## Aim
In the lines below, find the one that contains "Each instance receives one keypoint. Mark the window" and write it out exactly, along with every line that follows it.

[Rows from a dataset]
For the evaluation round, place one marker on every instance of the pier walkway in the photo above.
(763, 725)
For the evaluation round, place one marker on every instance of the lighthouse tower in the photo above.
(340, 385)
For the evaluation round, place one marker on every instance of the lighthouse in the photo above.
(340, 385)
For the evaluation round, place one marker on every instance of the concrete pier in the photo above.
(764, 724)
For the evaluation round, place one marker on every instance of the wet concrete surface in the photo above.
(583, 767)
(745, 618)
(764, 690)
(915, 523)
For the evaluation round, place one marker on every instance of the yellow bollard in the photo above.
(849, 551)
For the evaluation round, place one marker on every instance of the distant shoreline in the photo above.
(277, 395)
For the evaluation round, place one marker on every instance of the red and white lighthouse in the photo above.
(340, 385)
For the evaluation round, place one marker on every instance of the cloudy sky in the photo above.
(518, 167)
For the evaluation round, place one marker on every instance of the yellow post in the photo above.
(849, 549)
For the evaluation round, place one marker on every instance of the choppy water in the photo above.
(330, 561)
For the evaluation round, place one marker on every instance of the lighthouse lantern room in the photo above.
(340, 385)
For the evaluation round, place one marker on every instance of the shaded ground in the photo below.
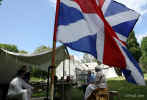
(127, 90)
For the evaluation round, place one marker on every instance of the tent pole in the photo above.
(47, 92)
(54, 51)
(63, 78)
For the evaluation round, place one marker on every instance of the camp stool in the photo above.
(113, 95)
(101, 94)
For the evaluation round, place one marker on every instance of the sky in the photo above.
(29, 23)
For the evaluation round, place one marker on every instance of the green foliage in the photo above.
(143, 59)
(133, 46)
(9, 47)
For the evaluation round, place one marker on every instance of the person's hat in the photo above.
(97, 68)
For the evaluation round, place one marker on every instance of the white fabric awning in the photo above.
(11, 62)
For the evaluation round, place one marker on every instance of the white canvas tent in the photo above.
(11, 62)
(109, 72)
(75, 68)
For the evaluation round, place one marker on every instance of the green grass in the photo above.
(126, 90)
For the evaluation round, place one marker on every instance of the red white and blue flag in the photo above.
(100, 28)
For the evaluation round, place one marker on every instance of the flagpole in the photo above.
(54, 51)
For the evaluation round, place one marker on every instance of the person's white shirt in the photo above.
(18, 88)
(100, 81)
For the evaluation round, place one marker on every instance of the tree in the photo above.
(133, 46)
(143, 59)
(9, 47)
(41, 49)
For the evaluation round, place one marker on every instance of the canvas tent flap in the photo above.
(11, 62)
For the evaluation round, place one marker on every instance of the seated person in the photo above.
(19, 89)
(99, 83)
(90, 88)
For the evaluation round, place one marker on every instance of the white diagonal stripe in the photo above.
(122, 17)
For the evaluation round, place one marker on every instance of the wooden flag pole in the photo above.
(54, 51)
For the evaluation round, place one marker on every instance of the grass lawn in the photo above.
(127, 90)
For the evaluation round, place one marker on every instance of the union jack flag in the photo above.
(100, 28)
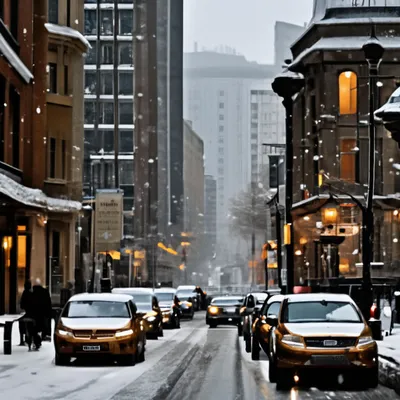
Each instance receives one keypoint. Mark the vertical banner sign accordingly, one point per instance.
(109, 214)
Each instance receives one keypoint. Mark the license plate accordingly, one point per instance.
(329, 360)
(91, 348)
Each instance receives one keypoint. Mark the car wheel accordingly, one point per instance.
(160, 332)
(128, 360)
(283, 381)
(61, 360)
(247, 342)
(255, 349)
(372, 378)
(272, 371)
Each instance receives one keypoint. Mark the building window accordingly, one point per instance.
(126, 113)
(125, 22)
(90, 22)
(91, 54)
(348, 160)
(52, 78)
(66, 80)
(107, 84)
(347, 93)
(90, 112)
(63, 159)
(126, 141)
(106, 22)
(106, 113)
(90, 82)
(53, 11)
(125, 53)
(52, 166)
(126, 83)
(107, 53)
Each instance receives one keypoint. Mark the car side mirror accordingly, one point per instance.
(272, 320)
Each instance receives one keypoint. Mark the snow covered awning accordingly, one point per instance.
(35, 197)
(67, 31)
(14, 60)
(344, 43)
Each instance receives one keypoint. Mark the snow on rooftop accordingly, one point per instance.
(14, 60)
(35, 197)
(67, 31)
(344, 43)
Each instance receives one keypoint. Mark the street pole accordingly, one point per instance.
(286, 85)
(373, 52)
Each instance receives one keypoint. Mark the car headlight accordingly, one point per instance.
(64, 332)
(365, 341)
(127, 332)
(294, 341)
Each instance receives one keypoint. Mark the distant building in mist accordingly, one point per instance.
(217, 99)
(285, 35)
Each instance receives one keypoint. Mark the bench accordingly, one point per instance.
(7, 322)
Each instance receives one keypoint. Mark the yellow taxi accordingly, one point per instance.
(323, 335)
(99, 324)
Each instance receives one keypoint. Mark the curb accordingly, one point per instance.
(389, 373)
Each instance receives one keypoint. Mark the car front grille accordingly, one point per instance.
(330, 342)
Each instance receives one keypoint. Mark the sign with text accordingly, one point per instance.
(108, 220)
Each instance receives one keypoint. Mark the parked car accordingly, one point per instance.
(224, 311)
(321, 335)
(147, 308)
(169, 306)
(99, 324)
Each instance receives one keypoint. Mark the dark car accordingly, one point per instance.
(224, 311)
(170, 308)
(250, 309)
(147, 308)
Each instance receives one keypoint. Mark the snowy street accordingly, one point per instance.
(193, 362)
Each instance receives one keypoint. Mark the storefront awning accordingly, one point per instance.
(315, 203)
(35, 197)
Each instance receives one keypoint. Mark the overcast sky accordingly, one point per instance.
(246, 25)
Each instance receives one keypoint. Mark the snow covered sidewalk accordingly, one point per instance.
(389, 360)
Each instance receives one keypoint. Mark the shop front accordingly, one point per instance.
(328, 238)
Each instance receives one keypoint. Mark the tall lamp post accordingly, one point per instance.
(373, 52)
(286, 85)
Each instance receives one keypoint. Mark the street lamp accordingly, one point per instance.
(373, 52)
(286, 85)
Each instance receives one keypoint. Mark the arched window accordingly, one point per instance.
(347, 93)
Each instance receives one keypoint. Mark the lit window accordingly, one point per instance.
(347, 93)
(348, 160)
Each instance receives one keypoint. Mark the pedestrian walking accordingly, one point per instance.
(28, 304)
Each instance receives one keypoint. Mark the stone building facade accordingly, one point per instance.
(41, 136)
(331, 144)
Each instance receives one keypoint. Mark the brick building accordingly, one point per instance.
(331, 143)
(41, 125)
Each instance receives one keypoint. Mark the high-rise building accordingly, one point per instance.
(210, 213)
(41, 136)
(217, 99)
(109, 74)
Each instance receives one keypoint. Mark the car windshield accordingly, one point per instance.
(144, 307)
(165, 296)
(321, 311)
(186, 294)
(222, 302)
(96, 309)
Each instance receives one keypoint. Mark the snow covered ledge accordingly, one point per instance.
(35, 197)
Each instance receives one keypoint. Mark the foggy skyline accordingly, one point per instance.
(248, 29)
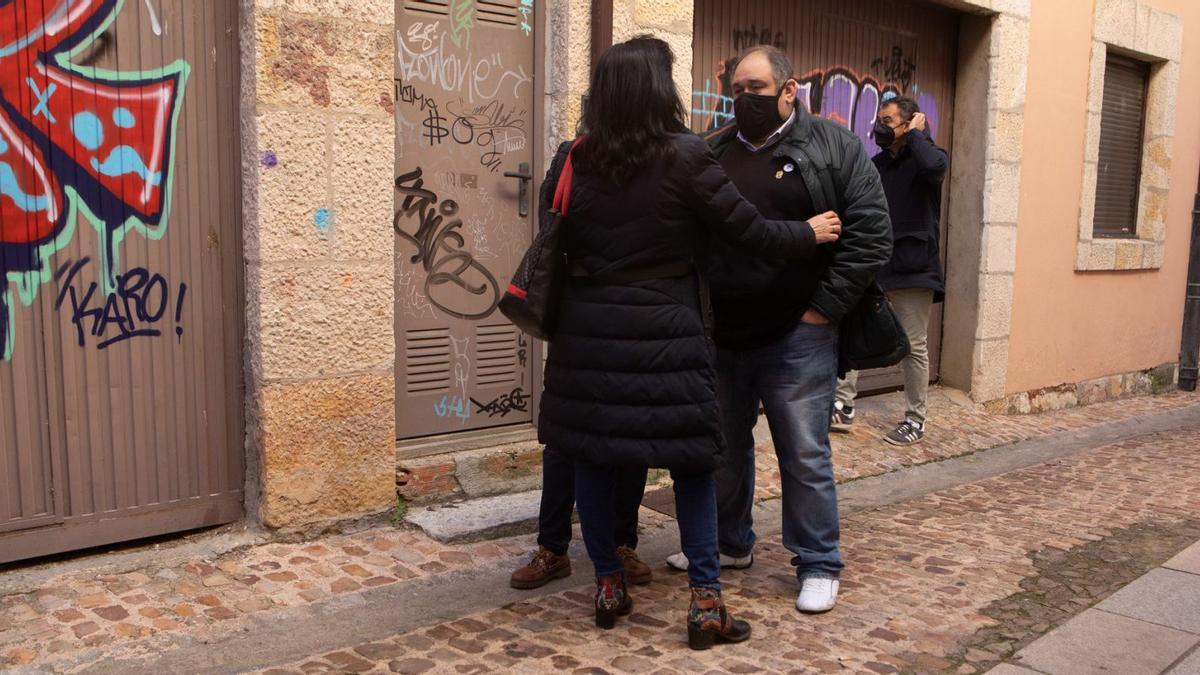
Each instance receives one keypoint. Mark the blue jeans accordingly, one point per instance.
(695, 511)
(795, 378)
(558, 502)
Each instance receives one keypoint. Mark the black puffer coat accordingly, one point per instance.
(629, 376)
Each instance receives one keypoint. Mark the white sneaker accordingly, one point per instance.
(679, 561)
(817, 595)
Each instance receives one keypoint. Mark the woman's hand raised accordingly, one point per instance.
(826, 226)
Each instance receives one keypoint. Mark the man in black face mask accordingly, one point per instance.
(777, 321)
(912, 168)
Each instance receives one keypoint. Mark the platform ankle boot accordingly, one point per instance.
(709, 621)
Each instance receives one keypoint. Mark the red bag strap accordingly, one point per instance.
(563, 189)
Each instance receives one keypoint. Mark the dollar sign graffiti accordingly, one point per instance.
(435, 127)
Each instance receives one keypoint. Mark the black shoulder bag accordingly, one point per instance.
(535, 293)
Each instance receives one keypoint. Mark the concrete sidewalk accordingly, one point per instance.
(1151, 626)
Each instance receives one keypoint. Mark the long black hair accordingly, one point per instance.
(633, 106)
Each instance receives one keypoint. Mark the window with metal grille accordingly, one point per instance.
(1121, 132)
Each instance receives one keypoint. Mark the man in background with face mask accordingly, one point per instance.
(777, 321)
(912, 168)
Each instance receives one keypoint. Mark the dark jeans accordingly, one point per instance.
(558, 502)
(795, 378)
(695, 509)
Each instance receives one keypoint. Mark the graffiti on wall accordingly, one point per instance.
(838, 93)
(76, 141)
(137, 308)
(439, 243)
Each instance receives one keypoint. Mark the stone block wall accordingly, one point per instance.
(667, 19)
(318, 151)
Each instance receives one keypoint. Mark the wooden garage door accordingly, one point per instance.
(120, 246)
(849, 57)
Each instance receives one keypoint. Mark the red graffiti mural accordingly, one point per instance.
(76, 138)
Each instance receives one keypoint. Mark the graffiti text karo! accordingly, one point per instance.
(73, 136)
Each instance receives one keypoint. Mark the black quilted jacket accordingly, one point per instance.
(629, 375)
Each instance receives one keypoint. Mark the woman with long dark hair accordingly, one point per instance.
(630, 378)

## Result
Each instance receives one keypoint. Mark the window with metal grille accordingly, one point per instance.
(1121, 132)
Each instance receives one keypoint. Mark the man in background with face mask accordingly, one point per instance.
(777, 321)
(912, 168)
Each instance receives one keypoint. Mark the dark jeans accordingly, one point per instance.
(558, 502)
(795, 378)
(695, 509)
Each instance receives one keypoint. Mark the graffiti on wall accordingly, one point per instance.
(838, 93)
(76, 141)
(137, 308)
(439, 243)
Each instance receives one keypoint. Mark the stone block wall accordingly, one point per instance.
(667, 19)
(318, 151)
Each instance receives one keypoint. Mark the wooden garage door accordingly, one point per instance.
(120, 246)
(849, 57)
Each instance receives one keypoint. Mark the red graffiti mural accordingly, one point per instance.
(76, 138)
Each instance receives one keypoint. Mark the graffiti text karo! accordingly, one point per instance.
(73, 136)
Each instance receives one keypoint. Mark the black quilted jacket accordingly, one point per instance.
(629, 375)
Each instance receives one keypoint. Mark the woman with long dark hair accordingly, one point per instance.
(630, 378)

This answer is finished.